## QUESTIONS TO ANSWER:
a - Answer these questions from the passage on Victor J. Ferrari, labeling your answers (i), (ii), and (iii):
(i) In what month and year did Ferrari retire from the Air Force?
(ii) With how many mentors and in how many schools did the USAA Mentor Program begin?
(iii) What did the city dedicate in September of 2005?
b - Condense the paragraph of the passage on Victor J. Ferrari that starts "Ferrari retired from the Air Force" into a shorter version that keeps its main facts.
c - From the passage on Victor J. Ferrari, extract everything from "In 1992, President" down to "Ferrari Literacy Center.".

Ferrari retired from the Air Force in August 1971 when McDermott offered him a position to set up a Training Department at USAA in San Antonio. He then served various senior executive positions at USAA that included Training and Development, Human Resources, Chief of Staff, and Federal Savings Bank President. After retirement from USAA, McDermott immediately hired Ferrari to begin and operate a USAA Mentor Program. USAA volunteers would serve as mentors to at-risk students in San Antonio ISD. Beginning with 67 mentors in two schools, the program rapidly grew under his direction and the number of USAA mentors ran into the hundreds. With McDermott's encouragement, Ferrari helped other organizations and institutions in San Antonio to begin mentor programs of their own. His initiative continued even after his retirement as head of the USAA mentor program in 1993. By 1997, over 2700 community mentors had joined to mentor in the City with those from USAA. At one point, Ferrari was a member and a leader of 17 different education and public service committees. He helped energize the City's 225-READ program to improve adult literacy in the community. The City of San Antonio and the nation were grateful for his efforts. Unknown to most of the hundreds of children and families he helped, he deserved the recognition that the modest hero did not seek and tried to avoid.
In 1992, President Bush selected Ferrari for the 943rd national "Point of Light" award and in September of 2005 the city dedicated the Victor J. Ferrari Literacy Center.

## GIVEN RECORDS:

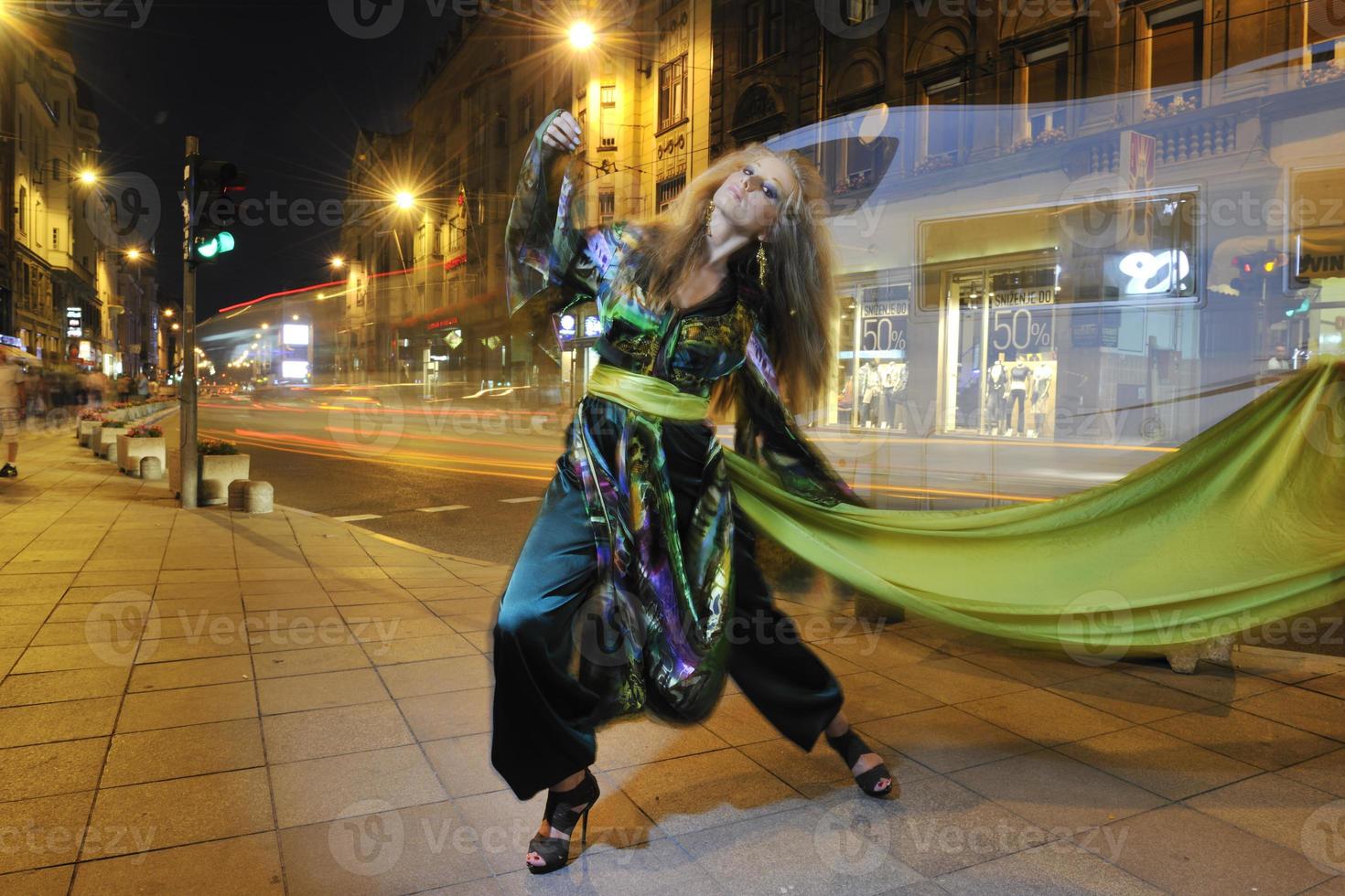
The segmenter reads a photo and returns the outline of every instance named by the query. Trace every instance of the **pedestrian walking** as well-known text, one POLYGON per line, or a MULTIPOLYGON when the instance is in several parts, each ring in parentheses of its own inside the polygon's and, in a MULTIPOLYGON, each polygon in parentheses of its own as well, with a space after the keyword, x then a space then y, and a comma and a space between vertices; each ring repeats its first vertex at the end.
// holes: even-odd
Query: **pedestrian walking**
--
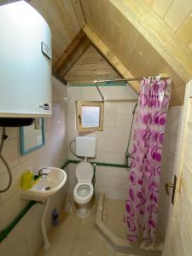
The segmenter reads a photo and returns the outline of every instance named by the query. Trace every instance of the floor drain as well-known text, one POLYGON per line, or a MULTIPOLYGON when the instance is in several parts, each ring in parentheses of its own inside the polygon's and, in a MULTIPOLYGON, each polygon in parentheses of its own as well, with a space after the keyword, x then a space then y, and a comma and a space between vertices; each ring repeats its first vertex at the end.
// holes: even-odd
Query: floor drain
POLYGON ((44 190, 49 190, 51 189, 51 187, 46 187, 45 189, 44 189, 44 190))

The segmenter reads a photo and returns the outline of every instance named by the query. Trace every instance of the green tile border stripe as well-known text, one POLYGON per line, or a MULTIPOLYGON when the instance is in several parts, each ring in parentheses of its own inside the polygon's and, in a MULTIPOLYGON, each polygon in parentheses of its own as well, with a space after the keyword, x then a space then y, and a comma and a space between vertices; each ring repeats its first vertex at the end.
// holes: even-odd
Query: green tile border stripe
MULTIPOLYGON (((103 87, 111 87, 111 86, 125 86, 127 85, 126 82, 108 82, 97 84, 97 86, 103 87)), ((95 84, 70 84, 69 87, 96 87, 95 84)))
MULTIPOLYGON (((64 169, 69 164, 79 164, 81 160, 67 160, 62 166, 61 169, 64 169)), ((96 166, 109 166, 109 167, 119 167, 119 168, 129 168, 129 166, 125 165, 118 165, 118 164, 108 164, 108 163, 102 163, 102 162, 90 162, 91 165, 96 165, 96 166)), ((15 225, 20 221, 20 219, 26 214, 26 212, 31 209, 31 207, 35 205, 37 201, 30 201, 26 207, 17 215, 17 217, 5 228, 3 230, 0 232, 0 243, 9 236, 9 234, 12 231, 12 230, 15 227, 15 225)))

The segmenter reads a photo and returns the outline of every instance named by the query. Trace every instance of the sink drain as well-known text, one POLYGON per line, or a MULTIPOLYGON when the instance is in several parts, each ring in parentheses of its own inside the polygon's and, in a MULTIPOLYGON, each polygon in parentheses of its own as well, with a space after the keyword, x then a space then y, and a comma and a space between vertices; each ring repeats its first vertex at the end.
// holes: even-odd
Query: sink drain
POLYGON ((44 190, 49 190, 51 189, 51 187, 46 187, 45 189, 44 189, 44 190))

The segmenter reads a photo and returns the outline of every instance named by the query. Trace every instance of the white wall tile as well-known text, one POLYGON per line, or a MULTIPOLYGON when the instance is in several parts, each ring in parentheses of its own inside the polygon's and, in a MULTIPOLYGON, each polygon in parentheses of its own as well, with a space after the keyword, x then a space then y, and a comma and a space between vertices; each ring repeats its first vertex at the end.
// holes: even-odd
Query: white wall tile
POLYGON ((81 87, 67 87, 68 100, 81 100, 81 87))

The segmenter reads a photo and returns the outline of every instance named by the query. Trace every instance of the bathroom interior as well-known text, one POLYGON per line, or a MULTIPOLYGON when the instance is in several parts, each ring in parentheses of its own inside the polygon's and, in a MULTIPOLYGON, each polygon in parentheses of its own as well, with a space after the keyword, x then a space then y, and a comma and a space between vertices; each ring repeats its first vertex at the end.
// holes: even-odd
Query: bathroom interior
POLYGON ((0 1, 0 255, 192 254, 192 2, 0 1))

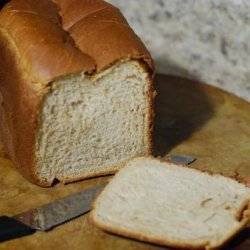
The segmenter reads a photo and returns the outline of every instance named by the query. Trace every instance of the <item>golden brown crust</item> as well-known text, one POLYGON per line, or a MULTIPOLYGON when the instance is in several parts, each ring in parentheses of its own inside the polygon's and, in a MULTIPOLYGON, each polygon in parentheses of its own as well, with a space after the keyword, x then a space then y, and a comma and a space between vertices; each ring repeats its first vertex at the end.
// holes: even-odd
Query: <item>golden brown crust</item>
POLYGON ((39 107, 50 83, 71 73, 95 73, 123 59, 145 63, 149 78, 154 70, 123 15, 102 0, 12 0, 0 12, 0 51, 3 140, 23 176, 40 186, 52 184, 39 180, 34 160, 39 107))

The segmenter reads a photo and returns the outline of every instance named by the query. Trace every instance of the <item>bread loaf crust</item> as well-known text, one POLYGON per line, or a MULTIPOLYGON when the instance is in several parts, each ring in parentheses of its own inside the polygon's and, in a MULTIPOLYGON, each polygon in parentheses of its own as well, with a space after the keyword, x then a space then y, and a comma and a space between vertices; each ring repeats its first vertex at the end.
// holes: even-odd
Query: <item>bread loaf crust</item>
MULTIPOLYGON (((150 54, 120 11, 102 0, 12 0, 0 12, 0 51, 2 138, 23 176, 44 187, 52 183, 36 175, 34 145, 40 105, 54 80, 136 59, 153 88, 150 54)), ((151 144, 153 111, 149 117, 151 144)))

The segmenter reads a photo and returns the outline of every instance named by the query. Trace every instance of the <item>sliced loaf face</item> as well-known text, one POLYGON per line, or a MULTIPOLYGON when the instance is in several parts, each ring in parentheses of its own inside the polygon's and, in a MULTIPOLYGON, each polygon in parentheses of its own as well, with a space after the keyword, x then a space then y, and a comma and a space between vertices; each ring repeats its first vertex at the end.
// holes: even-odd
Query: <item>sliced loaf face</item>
...
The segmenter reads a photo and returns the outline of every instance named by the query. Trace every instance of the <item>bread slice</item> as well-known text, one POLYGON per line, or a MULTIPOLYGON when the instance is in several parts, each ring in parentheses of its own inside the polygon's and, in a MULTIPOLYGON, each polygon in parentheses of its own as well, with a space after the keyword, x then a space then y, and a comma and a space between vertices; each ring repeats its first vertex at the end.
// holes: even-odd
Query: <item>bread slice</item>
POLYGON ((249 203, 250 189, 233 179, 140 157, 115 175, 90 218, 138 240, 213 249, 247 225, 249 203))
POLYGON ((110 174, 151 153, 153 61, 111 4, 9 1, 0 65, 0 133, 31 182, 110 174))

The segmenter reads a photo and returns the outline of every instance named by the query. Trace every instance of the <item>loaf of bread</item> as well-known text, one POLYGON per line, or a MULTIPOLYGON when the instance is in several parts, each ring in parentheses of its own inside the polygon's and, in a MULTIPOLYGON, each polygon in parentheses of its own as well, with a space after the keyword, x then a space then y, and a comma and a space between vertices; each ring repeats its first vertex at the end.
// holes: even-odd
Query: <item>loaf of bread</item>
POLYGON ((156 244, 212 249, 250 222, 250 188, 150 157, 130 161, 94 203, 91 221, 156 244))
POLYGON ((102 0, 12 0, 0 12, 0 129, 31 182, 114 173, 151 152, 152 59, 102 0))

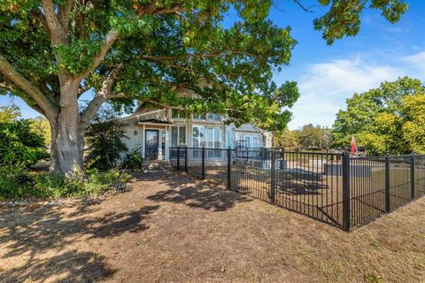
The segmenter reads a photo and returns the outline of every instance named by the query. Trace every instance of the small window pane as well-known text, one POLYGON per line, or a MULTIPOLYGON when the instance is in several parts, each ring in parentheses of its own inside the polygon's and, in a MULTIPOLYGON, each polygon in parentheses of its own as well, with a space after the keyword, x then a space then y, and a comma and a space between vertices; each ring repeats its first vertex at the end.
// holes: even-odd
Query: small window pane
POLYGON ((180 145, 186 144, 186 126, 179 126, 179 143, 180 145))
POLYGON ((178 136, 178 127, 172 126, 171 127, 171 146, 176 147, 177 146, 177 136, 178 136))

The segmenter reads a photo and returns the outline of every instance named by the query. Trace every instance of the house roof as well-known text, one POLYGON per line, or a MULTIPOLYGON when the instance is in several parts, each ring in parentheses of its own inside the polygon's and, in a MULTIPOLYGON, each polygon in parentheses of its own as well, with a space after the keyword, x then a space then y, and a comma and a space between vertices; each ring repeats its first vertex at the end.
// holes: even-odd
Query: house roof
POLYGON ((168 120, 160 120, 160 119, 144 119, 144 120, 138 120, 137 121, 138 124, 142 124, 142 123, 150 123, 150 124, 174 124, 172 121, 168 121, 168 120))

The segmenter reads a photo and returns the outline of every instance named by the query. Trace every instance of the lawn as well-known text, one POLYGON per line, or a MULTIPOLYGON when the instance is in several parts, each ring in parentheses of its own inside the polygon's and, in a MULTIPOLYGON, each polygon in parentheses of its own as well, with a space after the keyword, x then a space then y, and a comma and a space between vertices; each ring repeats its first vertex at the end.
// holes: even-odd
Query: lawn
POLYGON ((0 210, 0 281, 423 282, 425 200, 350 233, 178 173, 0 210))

## PER-TASK OUTPUTS:
a -
(i) August 1971
(ii) 67 mentors in two schools
(iii) The Victor J. Ferrari Literacy Center

b - Ferrari left the Air Force in August 1971 when McDermott offered him a position setting up a Training Department at USAA in San Antonio. He went on to hold senior executive posts there, including Training and Development, Human Resources, Chief of Staff, and Federal Savings Bank President. After he retired from USAA, McDermott hired him to start and run a USAA Mentor Program, in which USAA volunteers mentored at-risk students in San Antonio ISD. The program began with 67 mentors in two schools and grew to hundreds of USAA mentors. Ferrari also helped other San Antonio organizations start their own mentor programs, and this work continued after he retired as head of the USAA program in 1993. By 1997, over 2700 community mentors had joined those from USAA. He was at one point a member and leader of 17 education and public service committees and helped energize the City's 225-READ adult literacy program. He deserved recognition that he did not seek and tried to avoid.

c -
In 1992, President Bush selected Ferrari for the 943rd national "Point of Light" award and in September of 2005 the city dedicated the Victor J. Ferrari Literacy Center.